Could you give the rows below as a two-column CSV with a header line of instruction and boxes, one line per row holding its text and its answer, each in a single quoted field with any line breaks turned into spaces?

● Listed records
• • •

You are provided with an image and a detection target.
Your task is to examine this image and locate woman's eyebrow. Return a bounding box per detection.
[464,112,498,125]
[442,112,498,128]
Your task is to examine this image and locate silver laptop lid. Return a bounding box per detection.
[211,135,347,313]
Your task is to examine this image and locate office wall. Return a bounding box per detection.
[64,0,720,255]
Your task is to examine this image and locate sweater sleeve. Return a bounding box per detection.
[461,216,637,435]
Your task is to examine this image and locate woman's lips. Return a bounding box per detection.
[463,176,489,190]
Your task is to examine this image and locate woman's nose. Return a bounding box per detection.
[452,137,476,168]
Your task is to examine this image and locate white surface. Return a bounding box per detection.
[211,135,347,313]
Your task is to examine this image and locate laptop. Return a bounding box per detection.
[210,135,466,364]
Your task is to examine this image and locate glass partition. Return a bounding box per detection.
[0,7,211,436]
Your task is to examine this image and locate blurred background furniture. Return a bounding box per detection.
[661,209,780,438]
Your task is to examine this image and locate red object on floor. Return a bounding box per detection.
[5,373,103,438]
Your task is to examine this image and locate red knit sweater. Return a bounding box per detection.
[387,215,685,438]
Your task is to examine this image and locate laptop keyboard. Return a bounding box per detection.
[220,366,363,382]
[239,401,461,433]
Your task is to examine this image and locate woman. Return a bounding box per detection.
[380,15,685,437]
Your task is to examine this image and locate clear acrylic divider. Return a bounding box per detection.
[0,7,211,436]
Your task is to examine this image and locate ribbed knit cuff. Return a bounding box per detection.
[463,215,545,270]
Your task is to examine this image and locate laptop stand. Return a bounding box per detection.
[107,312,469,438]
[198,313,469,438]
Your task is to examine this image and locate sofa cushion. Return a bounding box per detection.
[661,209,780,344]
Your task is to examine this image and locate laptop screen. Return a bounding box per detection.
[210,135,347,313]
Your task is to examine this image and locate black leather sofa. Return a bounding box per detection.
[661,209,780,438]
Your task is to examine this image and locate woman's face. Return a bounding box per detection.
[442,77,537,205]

• • •

● Result of the task
instruction,boxes
"You are provided with an image and a detection target. Your task is to examine this image and locate woman's eyebrow. Return a bounding box per detection.","[464,112,498,125] [442,112,498,128]"
"Your task is to examine this image and locate silver laptop lid. Return a bounding box per detection.","[211,135,347,313]"
"Your task is to examine this image and locate office wall. Return a bounding box per detection.","[64,0,720,255]"
"Your task is to examine this image and locate sweater sleeve. Return a bounding box per detection.","[461,216,637,435]"
"Your task is to examine this image and locate woman's lips. Return a bounding box per detection.","[463,176,489,190]"
"Your task is to examine this image and locate woman's nose. Return a bounding box per detection.","[452,137,476,168]"
"Your task is to examine this image and locate white surface. Return a bounding box per detection.","[211,135,347,313]"
"Your task is to examine this image and locate laptop. Return a bounding box per detection.","[210,135,466,364]"
"Your task is to examine this image and locate glass partition. Return a bounding box per detection.","[0,7,211,436]"
"Your task is to examine this image and locate blurred background furniture. Return a bounding box per detection.","[661,209,780,438]"
"Your task is to examine this image and locate red object on floor. Return a bounding box per detection.","[5,373,103,438]"
"Your task is to examine this image and locate red knit sweater. Return a bounding box per detection.","[387,215,685,438]"
"Your task is to examine this image and locate laptop keyboard. Return a bounding box per detection.","[220,366,363,382] [239,401,461,433]"
"Your task is to examine this image and locate woman. Return a bounding box per detection.","[380,15,685,437]"
"Your task is to examine this image and locate clear acrylic divider. Return a bounding box per detection.","[0,7,211,436]"
"Your task is to examine this image and locate ribbed knit cuff. Return a bounding box per detection.","[463,215,545,270]"
"Your task is to examine this image and locate laptop stand. Return a bounding box per detection.","[107,312,469,438] [198,313,469,438]"
"Your task is to examine this image and locate sofa cushion. Return a bounding box per detection.","[661,209,780,344]"
"Your task is to examine this image and locate laptop screen. Return a bounding box per detection.","[210,135,347,313]"
"Your task is to examine this image and locate black leather sofa. Return a bounding box per detection.","[661,209,780,438]"
"Your task is to examine this image and locate woman's face. Return a bounding box per detection.","[442,77,537,205]"